### WHAT THE TASK REQUIRES
On the basis of the records below, report how many lines contain the word "cloudy". Nothing else should be given.
╔══
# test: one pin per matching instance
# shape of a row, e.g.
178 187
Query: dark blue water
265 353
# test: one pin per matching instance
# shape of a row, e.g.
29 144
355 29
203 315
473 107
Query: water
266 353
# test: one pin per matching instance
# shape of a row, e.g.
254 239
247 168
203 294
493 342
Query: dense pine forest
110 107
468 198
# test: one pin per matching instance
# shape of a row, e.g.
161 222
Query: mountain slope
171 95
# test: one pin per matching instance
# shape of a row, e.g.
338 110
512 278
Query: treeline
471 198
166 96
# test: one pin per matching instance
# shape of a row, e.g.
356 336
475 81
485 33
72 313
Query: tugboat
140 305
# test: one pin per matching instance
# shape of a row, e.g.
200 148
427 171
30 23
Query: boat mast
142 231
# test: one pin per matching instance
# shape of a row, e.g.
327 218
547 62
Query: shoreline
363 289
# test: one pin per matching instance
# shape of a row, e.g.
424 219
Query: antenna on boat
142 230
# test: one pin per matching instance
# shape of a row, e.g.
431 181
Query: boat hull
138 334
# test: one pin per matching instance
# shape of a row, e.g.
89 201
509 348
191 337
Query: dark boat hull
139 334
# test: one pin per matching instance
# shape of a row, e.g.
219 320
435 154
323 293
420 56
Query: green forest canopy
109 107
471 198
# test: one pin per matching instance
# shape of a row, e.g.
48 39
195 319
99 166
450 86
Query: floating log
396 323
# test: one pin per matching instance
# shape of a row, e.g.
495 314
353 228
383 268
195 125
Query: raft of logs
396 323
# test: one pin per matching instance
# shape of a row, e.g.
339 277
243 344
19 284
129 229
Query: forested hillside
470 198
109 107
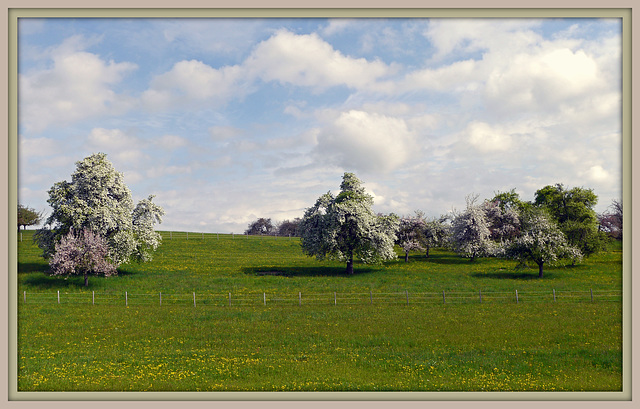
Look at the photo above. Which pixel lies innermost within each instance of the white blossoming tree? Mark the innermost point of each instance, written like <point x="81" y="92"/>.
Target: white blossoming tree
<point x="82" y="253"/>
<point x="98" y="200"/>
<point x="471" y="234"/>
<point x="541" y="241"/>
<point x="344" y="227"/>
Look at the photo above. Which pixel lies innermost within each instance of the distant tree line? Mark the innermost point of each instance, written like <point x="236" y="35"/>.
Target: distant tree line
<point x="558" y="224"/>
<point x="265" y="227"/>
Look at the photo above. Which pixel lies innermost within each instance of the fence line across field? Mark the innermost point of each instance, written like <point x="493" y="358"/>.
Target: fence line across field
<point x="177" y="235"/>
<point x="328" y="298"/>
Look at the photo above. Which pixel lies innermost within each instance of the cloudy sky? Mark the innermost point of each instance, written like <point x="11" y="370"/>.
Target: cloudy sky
╚══
### OUTPUT OF THE TASK
2